/---
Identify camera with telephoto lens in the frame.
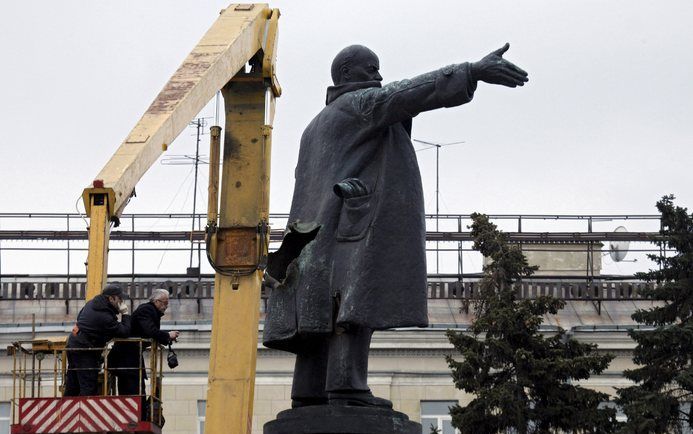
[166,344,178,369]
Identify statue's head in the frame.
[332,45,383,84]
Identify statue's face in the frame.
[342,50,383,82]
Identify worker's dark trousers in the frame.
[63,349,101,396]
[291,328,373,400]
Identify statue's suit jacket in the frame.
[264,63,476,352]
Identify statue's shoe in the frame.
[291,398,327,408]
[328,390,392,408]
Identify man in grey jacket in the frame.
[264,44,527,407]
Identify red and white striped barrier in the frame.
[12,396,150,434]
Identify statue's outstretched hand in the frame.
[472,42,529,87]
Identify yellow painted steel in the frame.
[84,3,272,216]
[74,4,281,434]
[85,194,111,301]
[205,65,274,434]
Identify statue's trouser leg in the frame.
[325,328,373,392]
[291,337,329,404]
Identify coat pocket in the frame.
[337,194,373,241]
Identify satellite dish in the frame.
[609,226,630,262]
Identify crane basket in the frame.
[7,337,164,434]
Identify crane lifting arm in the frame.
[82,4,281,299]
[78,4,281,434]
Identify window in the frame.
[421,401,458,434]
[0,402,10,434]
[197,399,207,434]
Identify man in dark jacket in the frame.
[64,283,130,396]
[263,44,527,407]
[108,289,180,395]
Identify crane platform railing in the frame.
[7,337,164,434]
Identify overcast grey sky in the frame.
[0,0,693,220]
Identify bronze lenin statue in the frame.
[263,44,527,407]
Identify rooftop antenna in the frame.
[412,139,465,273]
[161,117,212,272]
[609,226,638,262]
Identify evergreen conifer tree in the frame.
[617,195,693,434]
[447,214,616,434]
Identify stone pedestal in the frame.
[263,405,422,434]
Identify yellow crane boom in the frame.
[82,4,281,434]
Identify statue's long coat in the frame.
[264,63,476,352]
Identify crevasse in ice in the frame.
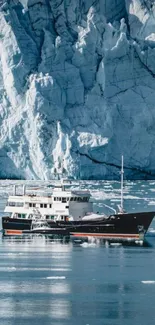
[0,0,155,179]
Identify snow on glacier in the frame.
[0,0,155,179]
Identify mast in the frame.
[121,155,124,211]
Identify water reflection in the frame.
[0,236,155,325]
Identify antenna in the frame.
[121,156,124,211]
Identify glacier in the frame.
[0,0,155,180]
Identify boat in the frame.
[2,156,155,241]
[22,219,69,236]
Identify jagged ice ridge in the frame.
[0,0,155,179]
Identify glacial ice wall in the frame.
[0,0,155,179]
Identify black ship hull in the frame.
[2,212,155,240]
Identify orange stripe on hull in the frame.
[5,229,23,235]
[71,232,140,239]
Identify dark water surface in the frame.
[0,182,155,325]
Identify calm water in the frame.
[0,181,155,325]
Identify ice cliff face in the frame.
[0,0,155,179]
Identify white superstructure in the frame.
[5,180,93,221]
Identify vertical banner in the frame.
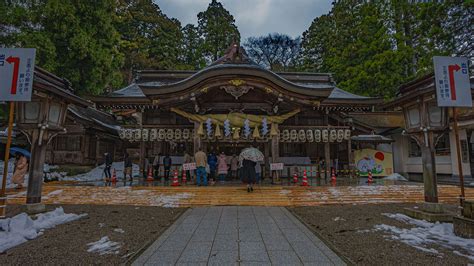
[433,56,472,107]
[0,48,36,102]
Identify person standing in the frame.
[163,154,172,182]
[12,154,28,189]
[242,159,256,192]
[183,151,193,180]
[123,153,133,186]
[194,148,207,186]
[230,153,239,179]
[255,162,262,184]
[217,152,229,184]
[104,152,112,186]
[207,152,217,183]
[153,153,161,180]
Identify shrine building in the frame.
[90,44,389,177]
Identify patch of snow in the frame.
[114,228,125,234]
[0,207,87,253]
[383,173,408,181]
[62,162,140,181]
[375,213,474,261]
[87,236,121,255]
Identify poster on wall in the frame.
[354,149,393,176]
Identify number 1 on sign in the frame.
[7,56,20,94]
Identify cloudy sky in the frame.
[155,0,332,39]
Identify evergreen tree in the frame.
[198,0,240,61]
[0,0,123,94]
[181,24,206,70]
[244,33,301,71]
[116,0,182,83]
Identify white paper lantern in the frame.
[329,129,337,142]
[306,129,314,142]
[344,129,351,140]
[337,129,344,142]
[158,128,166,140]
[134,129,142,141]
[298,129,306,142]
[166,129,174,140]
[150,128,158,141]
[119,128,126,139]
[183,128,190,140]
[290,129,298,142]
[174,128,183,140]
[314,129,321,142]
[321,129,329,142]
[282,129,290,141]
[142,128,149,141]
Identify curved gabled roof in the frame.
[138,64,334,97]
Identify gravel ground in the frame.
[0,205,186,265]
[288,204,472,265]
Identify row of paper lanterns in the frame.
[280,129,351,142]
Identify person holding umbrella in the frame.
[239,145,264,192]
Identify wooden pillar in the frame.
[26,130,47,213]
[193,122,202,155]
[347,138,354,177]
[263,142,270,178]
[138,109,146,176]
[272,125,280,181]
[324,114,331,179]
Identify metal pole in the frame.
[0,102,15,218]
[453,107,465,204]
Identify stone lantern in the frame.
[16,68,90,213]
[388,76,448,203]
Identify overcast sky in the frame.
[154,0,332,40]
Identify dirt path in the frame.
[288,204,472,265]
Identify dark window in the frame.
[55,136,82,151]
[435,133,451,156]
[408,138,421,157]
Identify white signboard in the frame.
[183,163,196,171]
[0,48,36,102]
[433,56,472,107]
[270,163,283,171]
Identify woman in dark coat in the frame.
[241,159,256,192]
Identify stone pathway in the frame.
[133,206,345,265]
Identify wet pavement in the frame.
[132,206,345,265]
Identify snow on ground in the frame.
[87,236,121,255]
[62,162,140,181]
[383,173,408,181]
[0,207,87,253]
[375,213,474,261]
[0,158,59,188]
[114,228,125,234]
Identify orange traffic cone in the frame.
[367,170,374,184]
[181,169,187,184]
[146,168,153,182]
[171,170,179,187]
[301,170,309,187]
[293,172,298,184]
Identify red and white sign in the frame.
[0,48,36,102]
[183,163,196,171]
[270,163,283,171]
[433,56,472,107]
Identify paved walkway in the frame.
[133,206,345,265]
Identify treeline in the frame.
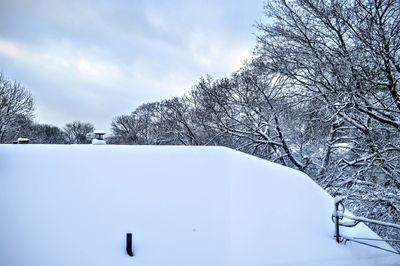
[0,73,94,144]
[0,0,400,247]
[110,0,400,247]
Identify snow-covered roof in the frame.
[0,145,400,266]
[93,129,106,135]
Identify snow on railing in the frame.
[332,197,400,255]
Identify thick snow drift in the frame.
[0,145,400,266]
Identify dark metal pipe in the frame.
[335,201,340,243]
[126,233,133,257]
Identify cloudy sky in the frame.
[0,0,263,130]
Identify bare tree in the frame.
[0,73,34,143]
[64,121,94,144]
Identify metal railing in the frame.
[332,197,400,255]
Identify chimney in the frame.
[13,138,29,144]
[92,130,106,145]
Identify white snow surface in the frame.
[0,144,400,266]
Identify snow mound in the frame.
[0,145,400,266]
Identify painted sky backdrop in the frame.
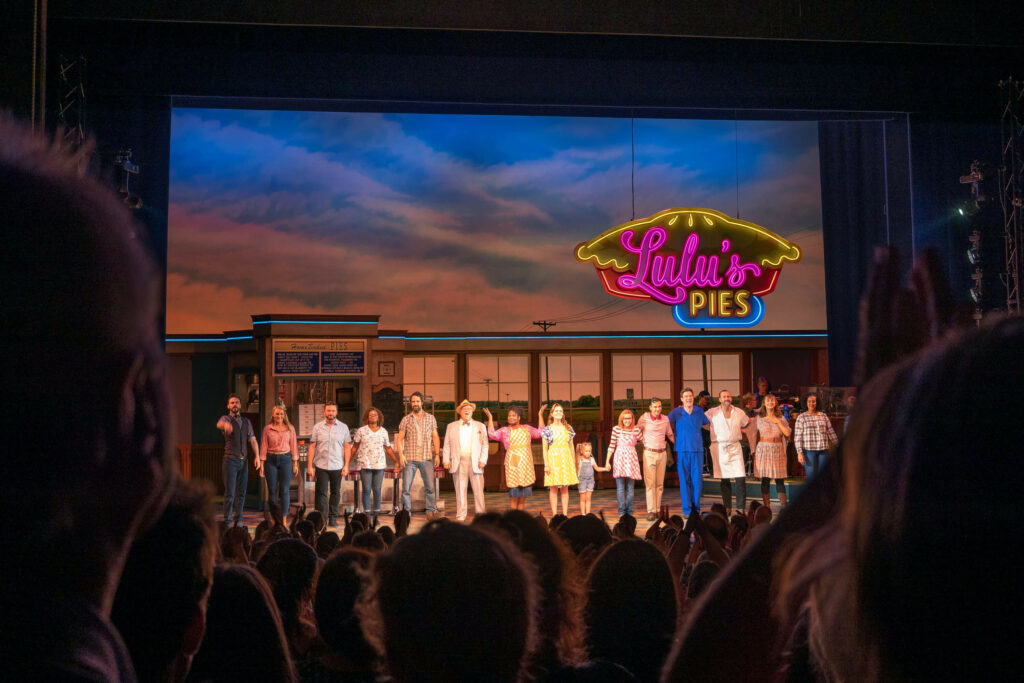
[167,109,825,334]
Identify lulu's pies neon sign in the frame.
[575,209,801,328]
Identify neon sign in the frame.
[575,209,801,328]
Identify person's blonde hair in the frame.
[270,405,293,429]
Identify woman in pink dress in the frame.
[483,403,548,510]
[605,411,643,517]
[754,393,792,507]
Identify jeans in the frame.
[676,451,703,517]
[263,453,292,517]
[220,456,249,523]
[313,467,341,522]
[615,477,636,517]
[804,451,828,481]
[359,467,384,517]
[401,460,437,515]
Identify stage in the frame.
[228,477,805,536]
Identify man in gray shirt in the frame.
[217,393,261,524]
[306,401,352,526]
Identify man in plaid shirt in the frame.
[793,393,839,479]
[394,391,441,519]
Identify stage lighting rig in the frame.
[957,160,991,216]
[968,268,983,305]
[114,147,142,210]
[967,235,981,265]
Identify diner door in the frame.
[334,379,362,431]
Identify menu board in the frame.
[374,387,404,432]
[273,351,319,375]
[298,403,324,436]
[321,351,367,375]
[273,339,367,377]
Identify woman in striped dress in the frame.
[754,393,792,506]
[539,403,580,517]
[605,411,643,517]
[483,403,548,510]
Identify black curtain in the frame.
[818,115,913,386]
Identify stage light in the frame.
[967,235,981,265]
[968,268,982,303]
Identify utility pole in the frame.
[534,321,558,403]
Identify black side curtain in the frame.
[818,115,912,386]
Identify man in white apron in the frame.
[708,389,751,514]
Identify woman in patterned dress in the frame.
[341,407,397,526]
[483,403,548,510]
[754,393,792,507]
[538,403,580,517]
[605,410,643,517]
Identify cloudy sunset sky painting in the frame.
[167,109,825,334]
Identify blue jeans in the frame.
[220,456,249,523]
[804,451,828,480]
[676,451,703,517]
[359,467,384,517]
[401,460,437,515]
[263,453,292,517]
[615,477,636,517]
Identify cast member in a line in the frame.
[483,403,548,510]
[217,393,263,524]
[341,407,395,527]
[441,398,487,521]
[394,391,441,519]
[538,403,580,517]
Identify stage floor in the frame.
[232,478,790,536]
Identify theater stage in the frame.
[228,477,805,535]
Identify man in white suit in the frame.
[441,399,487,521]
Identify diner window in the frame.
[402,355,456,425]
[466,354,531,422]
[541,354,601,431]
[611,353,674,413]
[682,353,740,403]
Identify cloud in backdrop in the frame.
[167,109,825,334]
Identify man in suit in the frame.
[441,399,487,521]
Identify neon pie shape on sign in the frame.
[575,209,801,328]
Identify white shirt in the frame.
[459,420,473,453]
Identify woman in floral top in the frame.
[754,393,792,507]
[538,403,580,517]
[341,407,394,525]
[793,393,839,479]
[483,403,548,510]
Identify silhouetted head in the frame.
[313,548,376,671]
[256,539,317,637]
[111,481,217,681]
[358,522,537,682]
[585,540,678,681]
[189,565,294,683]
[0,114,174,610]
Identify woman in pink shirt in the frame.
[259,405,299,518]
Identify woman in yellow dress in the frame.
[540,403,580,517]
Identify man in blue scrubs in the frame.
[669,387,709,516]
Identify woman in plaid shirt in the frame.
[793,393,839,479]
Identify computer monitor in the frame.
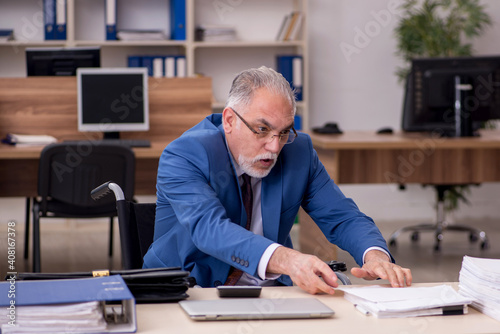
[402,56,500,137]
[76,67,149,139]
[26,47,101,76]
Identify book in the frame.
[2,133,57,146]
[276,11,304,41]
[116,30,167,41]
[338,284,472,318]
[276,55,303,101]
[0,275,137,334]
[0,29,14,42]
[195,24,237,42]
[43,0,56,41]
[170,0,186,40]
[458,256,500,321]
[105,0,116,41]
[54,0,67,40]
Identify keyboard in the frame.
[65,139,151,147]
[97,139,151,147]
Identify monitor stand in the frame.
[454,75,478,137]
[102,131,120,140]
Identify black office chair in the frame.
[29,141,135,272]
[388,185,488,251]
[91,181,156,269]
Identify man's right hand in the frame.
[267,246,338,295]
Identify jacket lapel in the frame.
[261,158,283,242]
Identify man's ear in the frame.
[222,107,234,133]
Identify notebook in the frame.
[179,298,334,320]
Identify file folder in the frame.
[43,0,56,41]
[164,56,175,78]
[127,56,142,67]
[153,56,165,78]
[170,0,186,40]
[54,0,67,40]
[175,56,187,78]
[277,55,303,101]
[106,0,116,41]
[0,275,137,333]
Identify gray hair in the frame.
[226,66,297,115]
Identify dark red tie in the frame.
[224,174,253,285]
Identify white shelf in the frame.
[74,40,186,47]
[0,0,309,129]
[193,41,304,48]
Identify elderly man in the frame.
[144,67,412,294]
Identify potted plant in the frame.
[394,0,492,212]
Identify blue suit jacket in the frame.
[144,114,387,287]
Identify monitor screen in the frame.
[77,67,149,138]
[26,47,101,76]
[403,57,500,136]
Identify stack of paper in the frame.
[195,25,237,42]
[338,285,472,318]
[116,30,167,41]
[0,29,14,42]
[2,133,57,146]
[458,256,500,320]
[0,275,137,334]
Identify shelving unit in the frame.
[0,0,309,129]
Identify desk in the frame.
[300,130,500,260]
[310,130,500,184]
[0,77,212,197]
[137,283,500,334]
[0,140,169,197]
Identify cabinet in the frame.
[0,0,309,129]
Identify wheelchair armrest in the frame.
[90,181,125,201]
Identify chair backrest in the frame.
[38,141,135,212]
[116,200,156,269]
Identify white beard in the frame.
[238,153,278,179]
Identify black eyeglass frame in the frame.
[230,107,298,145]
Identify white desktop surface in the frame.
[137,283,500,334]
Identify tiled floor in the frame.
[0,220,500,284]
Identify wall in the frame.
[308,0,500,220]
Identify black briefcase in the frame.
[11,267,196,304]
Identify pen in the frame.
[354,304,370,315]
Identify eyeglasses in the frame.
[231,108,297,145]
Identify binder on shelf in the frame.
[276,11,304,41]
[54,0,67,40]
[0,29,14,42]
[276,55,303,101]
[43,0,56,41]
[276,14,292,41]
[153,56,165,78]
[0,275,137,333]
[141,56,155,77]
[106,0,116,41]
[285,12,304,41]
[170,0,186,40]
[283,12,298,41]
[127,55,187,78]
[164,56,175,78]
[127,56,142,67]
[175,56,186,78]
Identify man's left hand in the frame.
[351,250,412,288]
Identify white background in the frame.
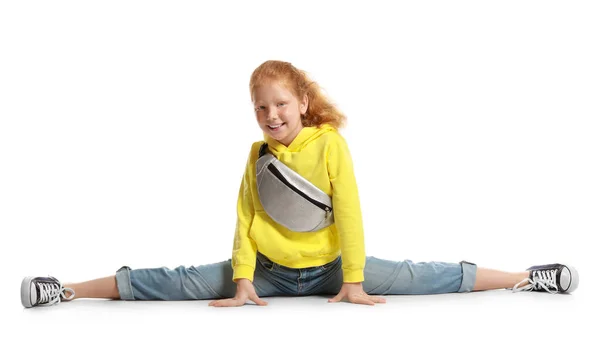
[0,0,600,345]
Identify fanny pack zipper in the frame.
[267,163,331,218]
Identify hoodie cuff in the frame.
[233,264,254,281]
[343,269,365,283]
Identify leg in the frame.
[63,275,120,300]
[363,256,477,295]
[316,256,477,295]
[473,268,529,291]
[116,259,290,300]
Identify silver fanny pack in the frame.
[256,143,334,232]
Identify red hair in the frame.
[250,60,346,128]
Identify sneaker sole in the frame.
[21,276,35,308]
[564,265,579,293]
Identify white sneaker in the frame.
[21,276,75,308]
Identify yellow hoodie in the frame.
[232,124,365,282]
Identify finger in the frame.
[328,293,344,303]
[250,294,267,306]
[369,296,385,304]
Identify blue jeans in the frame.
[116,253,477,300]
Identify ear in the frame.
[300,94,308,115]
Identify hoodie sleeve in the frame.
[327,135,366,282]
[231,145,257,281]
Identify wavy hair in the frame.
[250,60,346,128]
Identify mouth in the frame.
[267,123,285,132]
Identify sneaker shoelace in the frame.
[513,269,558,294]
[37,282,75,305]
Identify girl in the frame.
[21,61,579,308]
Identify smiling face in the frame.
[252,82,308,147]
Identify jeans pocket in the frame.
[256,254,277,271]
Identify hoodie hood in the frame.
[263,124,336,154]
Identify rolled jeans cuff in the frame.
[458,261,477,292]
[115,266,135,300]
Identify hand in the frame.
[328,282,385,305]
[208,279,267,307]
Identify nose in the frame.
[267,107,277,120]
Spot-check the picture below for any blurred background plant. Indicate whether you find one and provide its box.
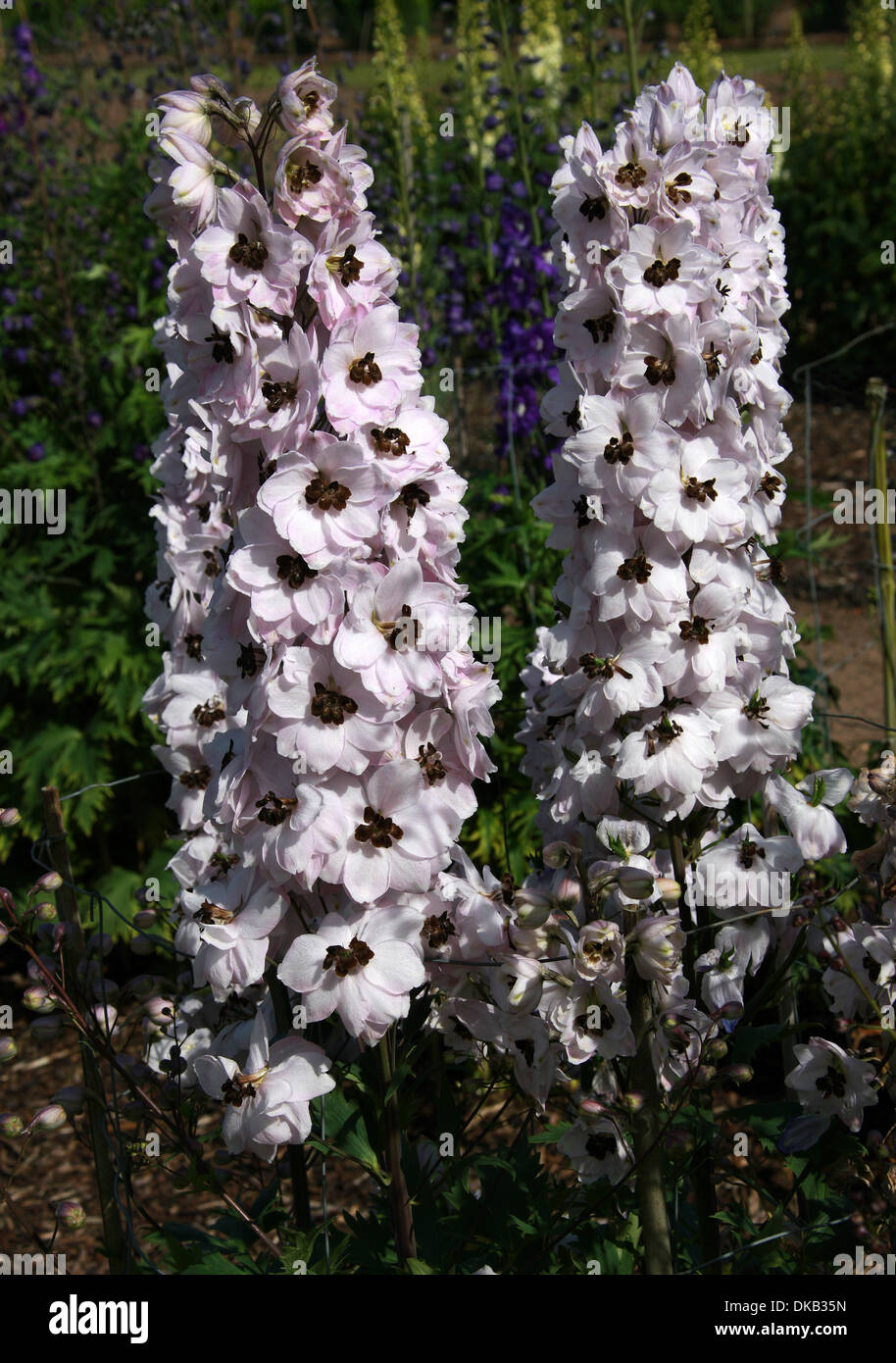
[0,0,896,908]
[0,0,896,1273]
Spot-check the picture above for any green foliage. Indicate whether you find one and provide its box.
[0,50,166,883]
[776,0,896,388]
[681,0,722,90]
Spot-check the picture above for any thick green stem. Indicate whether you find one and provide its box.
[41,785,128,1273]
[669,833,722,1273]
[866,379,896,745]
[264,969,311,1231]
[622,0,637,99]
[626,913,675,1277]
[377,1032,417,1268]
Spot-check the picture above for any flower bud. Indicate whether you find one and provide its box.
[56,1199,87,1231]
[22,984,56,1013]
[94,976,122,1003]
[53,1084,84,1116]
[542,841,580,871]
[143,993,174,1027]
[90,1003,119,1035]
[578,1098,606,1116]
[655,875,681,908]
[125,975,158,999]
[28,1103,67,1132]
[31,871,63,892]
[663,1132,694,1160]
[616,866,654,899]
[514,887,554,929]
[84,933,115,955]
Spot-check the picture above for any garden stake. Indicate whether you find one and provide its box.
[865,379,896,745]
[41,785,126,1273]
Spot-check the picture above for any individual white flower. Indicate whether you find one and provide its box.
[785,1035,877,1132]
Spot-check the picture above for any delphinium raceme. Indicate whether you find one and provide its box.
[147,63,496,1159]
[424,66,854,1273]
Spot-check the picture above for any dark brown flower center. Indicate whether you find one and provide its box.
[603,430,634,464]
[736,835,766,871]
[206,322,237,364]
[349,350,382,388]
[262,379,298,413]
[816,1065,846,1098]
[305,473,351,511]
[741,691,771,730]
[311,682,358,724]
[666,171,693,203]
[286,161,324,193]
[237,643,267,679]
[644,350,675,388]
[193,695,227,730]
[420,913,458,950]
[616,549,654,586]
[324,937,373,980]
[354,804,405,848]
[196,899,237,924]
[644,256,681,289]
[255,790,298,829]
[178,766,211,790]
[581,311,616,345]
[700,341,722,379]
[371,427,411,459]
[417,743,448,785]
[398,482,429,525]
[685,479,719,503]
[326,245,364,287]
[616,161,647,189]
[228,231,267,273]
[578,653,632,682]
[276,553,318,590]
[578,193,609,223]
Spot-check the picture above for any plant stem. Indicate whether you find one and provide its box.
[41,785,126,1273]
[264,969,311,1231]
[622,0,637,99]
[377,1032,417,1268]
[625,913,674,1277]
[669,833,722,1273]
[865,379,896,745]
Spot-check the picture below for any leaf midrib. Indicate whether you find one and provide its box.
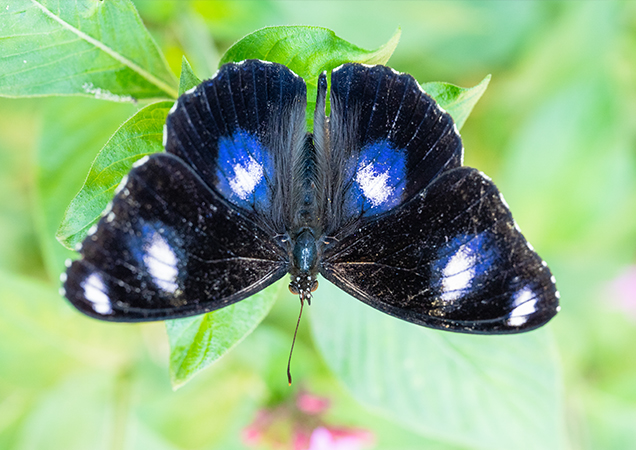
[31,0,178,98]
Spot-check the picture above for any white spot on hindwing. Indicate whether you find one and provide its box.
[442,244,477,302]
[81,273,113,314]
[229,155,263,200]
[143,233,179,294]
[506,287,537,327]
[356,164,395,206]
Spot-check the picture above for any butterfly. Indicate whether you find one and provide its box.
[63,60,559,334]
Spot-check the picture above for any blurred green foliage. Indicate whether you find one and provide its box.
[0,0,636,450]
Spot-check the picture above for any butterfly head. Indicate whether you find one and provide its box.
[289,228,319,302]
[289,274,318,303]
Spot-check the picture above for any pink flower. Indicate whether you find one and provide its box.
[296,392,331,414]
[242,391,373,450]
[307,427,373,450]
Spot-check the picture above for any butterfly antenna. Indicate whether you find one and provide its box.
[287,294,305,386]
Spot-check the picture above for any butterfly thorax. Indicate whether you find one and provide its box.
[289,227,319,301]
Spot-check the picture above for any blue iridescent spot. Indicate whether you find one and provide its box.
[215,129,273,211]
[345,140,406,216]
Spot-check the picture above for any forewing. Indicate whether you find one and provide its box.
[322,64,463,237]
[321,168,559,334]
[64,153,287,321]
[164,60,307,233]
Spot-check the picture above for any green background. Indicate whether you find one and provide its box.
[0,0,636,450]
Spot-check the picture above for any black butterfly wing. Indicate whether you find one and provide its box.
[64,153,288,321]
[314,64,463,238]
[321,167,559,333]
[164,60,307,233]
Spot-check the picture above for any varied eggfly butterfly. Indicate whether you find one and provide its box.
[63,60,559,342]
\---
◆ **WORK INSTRUCTIONS**
Output the entries from their first line through the line holding "[472,42,529,87]", inclusive, as a Markdown table with the columns Row and Entry line, numbering each line and skipping blank ones. Leave the pictures out of the table.

◆ **TASK RESULT**
| Row | Entry line |
|---|---|
| 1 | Identify camera with telephoto lens in the frame. |
| 2 | [166,344,178,369] |
| 3 | Identify statue's head in the frame. |
| 4 | [332,45,383,84] |
| 5 | Identify statue's face in the frame. |
| 6 | [342,50,383,82] |
| 7 | Identify worker's dark trousers in the frame. |
| 8 | [63,349,101,396] |
| 9 | [291,328,373,400] |
| 10 | Identify statue's suit jacket in the frame. |
| 11 | [264,63,476,352] |
| 12 | Identify statue's shoe in the frame. |
| 13 | [291,398,327,408] |
| 14 | [328,390,392,408] |
| 15 | Identify man in grey jacket in the frame. |
| 16 | [264,44,527,407] |
| 17 | Identify red and white striped barrier in the frame. |
| 18 | [12,396,150,434] |
| 19 | Identify statue's outstretched hand in the frame. |
| 20 | [472,42,529,87] |